(Point-based annotation data)
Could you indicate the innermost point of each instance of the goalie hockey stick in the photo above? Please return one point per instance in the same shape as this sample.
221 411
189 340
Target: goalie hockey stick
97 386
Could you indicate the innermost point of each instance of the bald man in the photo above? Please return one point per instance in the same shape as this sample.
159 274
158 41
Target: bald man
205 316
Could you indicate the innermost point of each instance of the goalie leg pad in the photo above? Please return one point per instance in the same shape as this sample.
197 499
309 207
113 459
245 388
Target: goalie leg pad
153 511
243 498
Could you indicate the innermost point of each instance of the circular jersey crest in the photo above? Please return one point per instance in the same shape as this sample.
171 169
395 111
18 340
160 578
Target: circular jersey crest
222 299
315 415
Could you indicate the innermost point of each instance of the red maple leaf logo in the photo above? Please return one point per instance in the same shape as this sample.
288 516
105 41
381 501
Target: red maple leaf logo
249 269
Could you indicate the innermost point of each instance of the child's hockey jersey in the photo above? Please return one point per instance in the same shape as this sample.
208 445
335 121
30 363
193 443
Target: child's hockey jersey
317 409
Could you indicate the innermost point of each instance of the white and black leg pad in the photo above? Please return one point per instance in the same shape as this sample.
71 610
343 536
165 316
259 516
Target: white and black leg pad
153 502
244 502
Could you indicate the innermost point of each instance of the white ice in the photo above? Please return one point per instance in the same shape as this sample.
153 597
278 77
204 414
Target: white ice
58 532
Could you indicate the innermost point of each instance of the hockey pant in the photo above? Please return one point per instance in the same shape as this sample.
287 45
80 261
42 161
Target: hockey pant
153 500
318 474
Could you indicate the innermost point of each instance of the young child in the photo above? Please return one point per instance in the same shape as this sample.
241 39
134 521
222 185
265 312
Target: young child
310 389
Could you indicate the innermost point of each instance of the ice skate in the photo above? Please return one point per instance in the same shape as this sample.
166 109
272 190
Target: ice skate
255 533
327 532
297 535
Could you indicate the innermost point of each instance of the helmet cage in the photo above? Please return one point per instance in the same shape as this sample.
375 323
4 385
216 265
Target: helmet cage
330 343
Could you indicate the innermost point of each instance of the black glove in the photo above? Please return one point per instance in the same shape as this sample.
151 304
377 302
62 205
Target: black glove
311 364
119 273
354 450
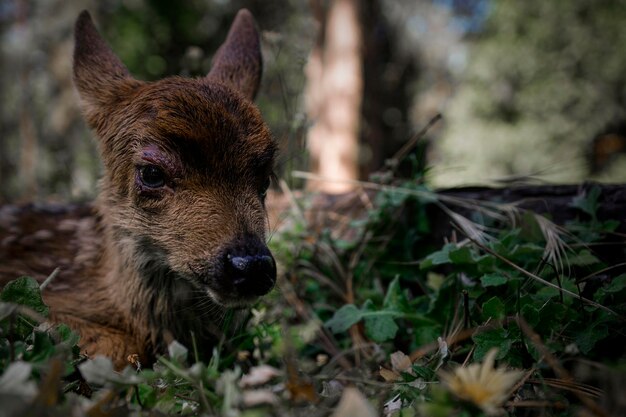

## REQUEST
Please pick out each line above that contains the word "maple" and copy those lines in full.

## SOLUTION TO THIS TASK
Could you indicate the innermost point of each instance of the red maple leaf logo in the photo above? Please return one point per instance in the same shape as this sample.
Target: red maple leaf logo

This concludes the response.